GIVEN TEXT:
::::::::

Abbreviations: ID, infectious diseases; NA, not applicable

Study Subjects

Fifty consecutive eligible infants from each NICU were studied. Eligible subjects were those infants who received intravenous antibiotics for any indication at ≥72 hours of age. Infants were included whether they were born at the institution, transferred from another facility, or admitted from the community. An infant was excluded if death occurred within 24 hours of administration of antibiotics. Nonintravenous antibiotics, antifungal agents, and antiviral agents were excluded. Eligible infants were consecutively selected from NICU admission records beginning from September 1st, 2005. Accrual required 9 to 16 weeks depending on the site.

Data Collection

The following data were collected from eligible infants: receipt of all intravenous antibiotics confirmed by nursing records from 72 hours of age until hospital day 120, discharge, or death; demographic characteristics, clinical characteristics, and microbiology results. For all blood stream infections, the presence of a central venous catheter was recorded. Data were collected from paper and from electronic medical records. The indications for antibiotics were derived from physician progress notes. Primary data collection was performed by SJP at all 4 sites, and a 10% convenience sample of randomly selected infants was reviewed by another member of the study team to determine the joint probability of agreement on 5 key data elements (88%, data not shown). Disagreement was resolved by consensus.

Assessing Adherence with CDC 12-Step Recommendations

The primary unit of analysis was an antibiotic course, defined as one or more antibiotics given concurrently for one or more days and the indication for use. The indication for an antibiotic could change if the clinical status of the patient changed or microbiologic data became available. Therefore, the indications for antibiotic use were recorded at 2 points, initiation of the course and continuation of the course, measured 72 hours after initiation, if applicable. Indications for initiation and for continuation were categorized as previously described:[4] (1) definitive use (treating a pathogen with known susceptibility); (2) empiric use (treating for signs of infection, or known positive culture with pending susceptibility; or (3) prophylaxis. For example, vancomycin and gentamicin might have been initiated empirically for increased episodes of apnea and bradycardia and suspected late onset sepsis, but vancomycin was continued for definitive use for a positive blood culture for methicillin-resistantStaphylococcus aureus.

Adherence with selected CDC recommendations was determined for each course at initiation and continuation using criteria derived from common practice, society guidelines, and consensus, as displayed in Table 2.[57] A course was considered to be inappropriate if it deviated from a CDC 12-Step recommendation at initiation, continuation, or both. For example, an antibiotic course could be considered inappropriate despite appropriate initiation of vancomycin and gentamicin for suspected late onset sepsis if these 2 agents were continued for treating a positive blood culture for methicillin-susceptible S. aureus. With the exception of the examples provided in Table 2, courses initiated for empiric treatment of suspected infection or continued for culture-negative sepsis were considered appropriate. Similarly, except for the examples listed in Table 2, diagnosis and treatment of body-site infections (eg, ventilator associated pneumonia, postoperative wound infection) was not deemed inappropriate unless there was an antibioticpathogen mismatch. If an antibiotic course deviated from more than 1 CDC recommendation, the hierarchy shown in Table 2 was used to assign the CDC 12-Step violated.

::::::::

MATERIAL PROVIDED:
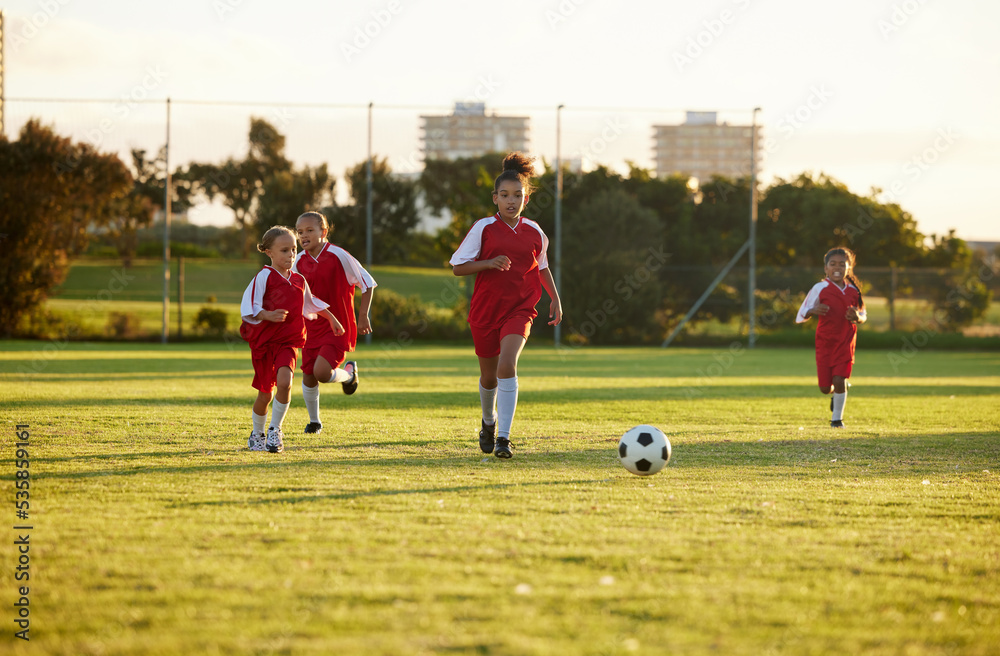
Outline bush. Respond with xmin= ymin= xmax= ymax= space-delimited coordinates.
xmin=135 ymin=240 xmax=222 ymax=258
xmin=194 ymin=306 xmax=226 ymax=336
xmin=104 ymin=312 xmax=142 ymax=339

::::::::

ASSIGNED TASK 1:
Answer these from the study methods passage:
(a) How many infants from each NICU were studied?
(b) What share of infants was reviewed by a second member of the study team?
(c) How long after initiation of a course was continuation measured?
ASSIGNED TASK 2:
Print the stretch of the study methods passage from "Fifty consecutive eligible" through "on the site.".
ASSIGNED TASK 3:
Proceed with the study methods passage from where it stops.

ANSWER 1:
(a) Fifty consecutive eligible infants.
(b) A 10% convenience sample of randomly selected infants.
(c) 72 hours.

ANSWER 2:
Fifty consecutive eligible infants from each NICU were studied. Eligible subjects were those infants who received intravenous antibiotics for any indication at ≥72 hours of age. Infants were included whether they were born at the institution, transferred from another facility, or admitted from the community. An infant was excluded if death occurred within 24 hours of administration of antibiotics. Nonintravenous antibiotics, antifungal agents, and antiviral agents were excluded. Eligible infants were consecutively selected from NICU admission records beginning from September 1st, 2005. Accrual required 9 to 16 weeks depending on the site.

ANSWER 3:
Table 2.

Hierarchy of Selected CDC 12 Step Recommendations and Examples of Inappropriate Use in the NICU

CDC 12 Step Examples of Inappropriate Use
4. Target the pathogen Continued use of broad spectrum agent when narrower agent is available
 Use of vancomycin for methicillin-susceptible Staphylococcus aureus infection rather than oxacillin
Inadequate therapy
 Use of gentamicin for a gentamicin-resistant pathogen
Continued use of 2 agents when a single agent is adequate
 Use of vancomycin and gentamicin for Staphylococcus epidermidis blood stream infection
6. Practice antimicrobial control Prolonged postoperative prophylaxis (eg, cefazolin: >24–48 h)
Chest tube prophylaxis (eg, cefazolin: >24–48 h)
8. Treat infection, not contamination or colonization Colonization
 Continued treatment of CONS blood stream infection with positive central venous catheter and negative peripheral blood culture in stable infant
Contamination
 Treatment of positive arterial culture with negative blood cultures from other sites in stable infant
 Treatment of a urine culture positive for ≥2 organisms in stable infant
9. Know when to say “no” (to antibiotics) Initial therapy with broad spectrum agent
 Use of a carbapenem for empiric treatment of late onset sepsis (without evidence of necrotizing enterocolitis or multi-drug resistance)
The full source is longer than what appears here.